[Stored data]
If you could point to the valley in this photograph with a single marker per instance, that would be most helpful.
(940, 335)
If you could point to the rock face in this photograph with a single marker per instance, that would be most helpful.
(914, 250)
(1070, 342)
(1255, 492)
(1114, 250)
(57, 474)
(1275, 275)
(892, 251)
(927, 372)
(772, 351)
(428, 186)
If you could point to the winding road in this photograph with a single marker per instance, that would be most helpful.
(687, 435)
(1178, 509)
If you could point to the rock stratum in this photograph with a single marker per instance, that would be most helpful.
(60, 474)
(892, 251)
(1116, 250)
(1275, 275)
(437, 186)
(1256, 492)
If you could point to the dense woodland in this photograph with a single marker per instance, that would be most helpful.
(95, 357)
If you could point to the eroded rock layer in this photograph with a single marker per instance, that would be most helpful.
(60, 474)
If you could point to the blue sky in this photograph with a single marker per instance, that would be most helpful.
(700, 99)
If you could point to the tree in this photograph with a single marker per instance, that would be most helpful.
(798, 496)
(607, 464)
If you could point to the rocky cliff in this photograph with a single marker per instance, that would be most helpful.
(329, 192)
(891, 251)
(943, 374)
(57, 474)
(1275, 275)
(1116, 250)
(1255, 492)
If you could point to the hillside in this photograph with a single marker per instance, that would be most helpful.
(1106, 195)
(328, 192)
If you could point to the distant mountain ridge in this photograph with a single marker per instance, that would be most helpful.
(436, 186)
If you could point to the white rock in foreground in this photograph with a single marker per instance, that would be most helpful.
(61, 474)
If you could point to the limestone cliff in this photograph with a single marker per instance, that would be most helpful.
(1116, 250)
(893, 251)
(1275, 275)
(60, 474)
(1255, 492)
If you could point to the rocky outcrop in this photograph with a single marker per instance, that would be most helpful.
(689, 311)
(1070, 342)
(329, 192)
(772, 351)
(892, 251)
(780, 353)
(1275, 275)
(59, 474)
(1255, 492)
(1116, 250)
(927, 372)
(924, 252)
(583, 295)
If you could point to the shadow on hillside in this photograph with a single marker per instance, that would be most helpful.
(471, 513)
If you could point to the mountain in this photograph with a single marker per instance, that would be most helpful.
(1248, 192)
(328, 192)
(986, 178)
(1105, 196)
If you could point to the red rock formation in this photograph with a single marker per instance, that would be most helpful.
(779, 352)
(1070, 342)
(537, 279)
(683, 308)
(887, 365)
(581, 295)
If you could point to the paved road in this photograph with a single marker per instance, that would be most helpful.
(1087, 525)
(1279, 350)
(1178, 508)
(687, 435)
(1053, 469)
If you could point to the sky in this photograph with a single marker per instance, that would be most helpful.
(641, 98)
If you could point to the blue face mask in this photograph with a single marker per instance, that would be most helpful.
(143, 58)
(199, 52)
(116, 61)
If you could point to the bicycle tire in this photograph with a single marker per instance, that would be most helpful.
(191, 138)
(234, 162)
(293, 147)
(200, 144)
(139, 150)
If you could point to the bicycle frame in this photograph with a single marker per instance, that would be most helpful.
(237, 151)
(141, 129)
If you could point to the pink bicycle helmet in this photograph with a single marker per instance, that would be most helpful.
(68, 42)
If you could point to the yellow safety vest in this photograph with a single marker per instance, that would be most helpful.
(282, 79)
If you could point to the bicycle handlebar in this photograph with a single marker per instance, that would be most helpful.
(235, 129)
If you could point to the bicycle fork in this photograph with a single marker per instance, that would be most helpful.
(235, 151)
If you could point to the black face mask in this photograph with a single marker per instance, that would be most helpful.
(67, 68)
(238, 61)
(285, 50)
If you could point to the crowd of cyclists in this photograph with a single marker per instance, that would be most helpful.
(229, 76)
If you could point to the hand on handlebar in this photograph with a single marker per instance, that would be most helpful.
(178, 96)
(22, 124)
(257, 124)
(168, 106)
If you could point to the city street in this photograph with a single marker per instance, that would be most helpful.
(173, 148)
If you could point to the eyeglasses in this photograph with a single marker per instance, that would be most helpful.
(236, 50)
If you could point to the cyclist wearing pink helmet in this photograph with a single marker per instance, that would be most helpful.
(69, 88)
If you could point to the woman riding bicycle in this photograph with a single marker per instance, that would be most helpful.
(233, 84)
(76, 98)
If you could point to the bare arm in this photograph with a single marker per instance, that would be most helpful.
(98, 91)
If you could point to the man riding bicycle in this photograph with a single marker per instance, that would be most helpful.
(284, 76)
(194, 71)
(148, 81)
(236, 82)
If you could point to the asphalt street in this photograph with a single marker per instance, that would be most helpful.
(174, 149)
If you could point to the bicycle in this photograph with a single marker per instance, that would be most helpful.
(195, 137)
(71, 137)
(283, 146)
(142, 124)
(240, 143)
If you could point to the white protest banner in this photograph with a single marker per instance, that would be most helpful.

THE TASK: Write out, exactly as they appear in the material, the lines running from the one that contains "If you could point to the winding" through the one that contains "(1256, 492)", both included.

SOLVED EXERCISE:
If you could point to the winding road in this photograph with a single marker per instance, that would be most helpful.
(687, 435)
(1178, 509)
If you could point to the rock stratum in this photograph with a single marker per instance, that would be most helpful.
(60, 474)
(892, 251)
(1116, 250)
(1275, 275)
(437, 186)
(1256, 492)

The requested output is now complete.